Work to complete: From the entries below, output the line with "Target: utility pole" and each following line up to and including the line with "Target: white multi-story building", exactly as written.

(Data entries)
+--
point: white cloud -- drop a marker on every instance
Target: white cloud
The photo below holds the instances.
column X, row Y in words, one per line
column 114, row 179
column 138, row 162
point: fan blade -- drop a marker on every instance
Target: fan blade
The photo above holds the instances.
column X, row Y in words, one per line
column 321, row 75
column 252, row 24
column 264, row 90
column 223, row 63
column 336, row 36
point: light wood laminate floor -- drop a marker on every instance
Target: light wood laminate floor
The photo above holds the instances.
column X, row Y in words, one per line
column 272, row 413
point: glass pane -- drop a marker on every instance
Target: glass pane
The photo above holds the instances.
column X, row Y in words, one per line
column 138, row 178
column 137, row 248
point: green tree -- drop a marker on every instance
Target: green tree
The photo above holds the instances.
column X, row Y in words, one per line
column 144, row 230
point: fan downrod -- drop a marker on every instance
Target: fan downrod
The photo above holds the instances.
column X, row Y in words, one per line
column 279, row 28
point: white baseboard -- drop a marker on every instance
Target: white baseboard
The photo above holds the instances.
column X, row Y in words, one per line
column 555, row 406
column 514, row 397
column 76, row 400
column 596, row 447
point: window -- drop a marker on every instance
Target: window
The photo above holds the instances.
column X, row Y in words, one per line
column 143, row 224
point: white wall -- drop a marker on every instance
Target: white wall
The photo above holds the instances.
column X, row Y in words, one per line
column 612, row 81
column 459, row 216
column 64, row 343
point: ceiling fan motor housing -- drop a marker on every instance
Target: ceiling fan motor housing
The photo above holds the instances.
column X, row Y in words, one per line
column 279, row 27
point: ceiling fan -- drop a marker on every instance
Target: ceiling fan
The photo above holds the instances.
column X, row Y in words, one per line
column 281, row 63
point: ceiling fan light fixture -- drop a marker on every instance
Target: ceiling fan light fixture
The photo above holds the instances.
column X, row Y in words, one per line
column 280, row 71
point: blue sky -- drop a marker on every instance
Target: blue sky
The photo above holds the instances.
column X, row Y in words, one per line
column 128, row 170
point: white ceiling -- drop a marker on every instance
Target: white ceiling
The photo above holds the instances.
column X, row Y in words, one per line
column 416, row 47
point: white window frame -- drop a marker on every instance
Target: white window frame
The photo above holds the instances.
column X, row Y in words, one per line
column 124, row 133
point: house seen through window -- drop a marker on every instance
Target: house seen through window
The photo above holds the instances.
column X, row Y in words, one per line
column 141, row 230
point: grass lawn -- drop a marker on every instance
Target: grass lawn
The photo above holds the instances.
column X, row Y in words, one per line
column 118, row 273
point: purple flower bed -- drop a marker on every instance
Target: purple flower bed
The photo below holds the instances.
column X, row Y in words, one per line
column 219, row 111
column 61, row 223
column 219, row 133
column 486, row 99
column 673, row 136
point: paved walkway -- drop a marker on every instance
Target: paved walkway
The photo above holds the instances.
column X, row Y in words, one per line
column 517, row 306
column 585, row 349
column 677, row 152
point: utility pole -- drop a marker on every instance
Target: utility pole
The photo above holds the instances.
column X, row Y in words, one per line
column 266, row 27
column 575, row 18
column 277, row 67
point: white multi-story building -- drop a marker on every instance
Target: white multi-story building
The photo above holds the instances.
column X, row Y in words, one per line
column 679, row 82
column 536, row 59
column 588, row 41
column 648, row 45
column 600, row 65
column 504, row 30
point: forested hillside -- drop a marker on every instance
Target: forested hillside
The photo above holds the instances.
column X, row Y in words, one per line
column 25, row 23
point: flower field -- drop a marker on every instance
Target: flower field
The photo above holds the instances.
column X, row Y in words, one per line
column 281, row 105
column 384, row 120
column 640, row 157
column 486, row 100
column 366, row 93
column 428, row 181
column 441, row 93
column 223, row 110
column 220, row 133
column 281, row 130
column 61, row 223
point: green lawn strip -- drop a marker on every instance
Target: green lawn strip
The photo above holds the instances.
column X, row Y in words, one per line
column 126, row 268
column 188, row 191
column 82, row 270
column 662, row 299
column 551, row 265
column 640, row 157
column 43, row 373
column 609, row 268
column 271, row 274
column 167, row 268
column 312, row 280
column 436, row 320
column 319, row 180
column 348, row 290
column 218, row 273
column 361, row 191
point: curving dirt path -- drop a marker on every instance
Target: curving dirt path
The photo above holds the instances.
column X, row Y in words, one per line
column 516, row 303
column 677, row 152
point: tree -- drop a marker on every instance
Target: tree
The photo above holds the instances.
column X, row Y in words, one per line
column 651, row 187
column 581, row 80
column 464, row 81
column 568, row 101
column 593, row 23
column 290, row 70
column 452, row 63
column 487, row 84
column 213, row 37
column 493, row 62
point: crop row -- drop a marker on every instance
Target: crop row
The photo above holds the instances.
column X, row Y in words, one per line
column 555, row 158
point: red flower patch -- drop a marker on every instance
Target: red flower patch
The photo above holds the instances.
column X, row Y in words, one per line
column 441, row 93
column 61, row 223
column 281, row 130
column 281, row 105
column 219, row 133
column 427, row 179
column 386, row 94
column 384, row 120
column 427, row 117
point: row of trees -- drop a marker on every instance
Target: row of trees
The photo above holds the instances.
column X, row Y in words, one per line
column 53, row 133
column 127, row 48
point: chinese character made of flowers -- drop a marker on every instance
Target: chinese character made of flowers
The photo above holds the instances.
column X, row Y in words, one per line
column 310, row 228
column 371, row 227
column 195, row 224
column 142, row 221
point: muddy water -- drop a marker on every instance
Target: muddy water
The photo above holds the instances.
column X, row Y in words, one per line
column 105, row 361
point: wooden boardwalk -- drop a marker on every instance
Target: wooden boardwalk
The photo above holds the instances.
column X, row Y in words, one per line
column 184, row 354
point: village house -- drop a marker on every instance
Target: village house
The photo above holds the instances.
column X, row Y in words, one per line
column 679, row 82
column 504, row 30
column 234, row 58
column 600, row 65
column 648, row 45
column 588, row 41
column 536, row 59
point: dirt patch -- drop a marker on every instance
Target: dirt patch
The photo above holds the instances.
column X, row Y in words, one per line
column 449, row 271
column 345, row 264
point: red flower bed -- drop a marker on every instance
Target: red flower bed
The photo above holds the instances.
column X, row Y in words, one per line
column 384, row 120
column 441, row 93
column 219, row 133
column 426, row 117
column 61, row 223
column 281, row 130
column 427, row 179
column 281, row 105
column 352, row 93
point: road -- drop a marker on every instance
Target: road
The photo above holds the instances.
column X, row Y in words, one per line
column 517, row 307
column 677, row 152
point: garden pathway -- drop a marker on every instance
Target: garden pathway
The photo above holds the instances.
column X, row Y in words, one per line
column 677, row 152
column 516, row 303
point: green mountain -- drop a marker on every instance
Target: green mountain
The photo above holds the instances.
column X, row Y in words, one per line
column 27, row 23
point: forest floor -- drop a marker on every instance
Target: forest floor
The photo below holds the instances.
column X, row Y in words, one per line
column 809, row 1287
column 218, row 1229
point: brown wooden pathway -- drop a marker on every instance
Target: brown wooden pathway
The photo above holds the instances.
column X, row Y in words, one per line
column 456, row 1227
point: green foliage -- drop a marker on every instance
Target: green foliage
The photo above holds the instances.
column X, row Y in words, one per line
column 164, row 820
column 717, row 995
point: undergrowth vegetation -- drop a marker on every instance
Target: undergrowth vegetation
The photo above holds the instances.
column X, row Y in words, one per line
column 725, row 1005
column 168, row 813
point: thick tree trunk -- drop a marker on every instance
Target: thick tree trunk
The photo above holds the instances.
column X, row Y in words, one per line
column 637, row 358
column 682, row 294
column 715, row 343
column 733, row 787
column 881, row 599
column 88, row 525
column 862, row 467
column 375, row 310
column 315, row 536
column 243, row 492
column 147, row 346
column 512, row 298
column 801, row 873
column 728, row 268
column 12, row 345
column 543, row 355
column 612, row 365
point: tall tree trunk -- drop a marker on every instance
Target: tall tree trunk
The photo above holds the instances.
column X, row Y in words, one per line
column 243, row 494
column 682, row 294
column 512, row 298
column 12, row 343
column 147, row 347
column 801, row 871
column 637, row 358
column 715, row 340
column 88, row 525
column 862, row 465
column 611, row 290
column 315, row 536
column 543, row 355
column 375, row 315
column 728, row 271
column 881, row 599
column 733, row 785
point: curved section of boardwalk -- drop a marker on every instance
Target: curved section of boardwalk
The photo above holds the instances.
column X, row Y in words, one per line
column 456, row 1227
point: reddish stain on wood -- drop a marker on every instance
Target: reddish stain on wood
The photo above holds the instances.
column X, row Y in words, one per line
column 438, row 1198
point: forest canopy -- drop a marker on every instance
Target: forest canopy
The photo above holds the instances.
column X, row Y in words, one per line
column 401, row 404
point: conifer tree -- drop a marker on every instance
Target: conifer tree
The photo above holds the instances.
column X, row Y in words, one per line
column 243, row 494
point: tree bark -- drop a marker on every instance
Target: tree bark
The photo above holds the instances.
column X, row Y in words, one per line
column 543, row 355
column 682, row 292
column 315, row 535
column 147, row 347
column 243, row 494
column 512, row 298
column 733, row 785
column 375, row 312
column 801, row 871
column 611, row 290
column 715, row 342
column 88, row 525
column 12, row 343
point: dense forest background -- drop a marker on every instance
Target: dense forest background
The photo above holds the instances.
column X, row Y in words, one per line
+--
Exercise answer:
Target: utility pole
The photo above holds the instances.
column X, row Y in words, one per line
column 266, row 27
column 575, row 18
column 277, row 67
point: white multi-story building -- drop a marker on every instance
Target: white multi-story building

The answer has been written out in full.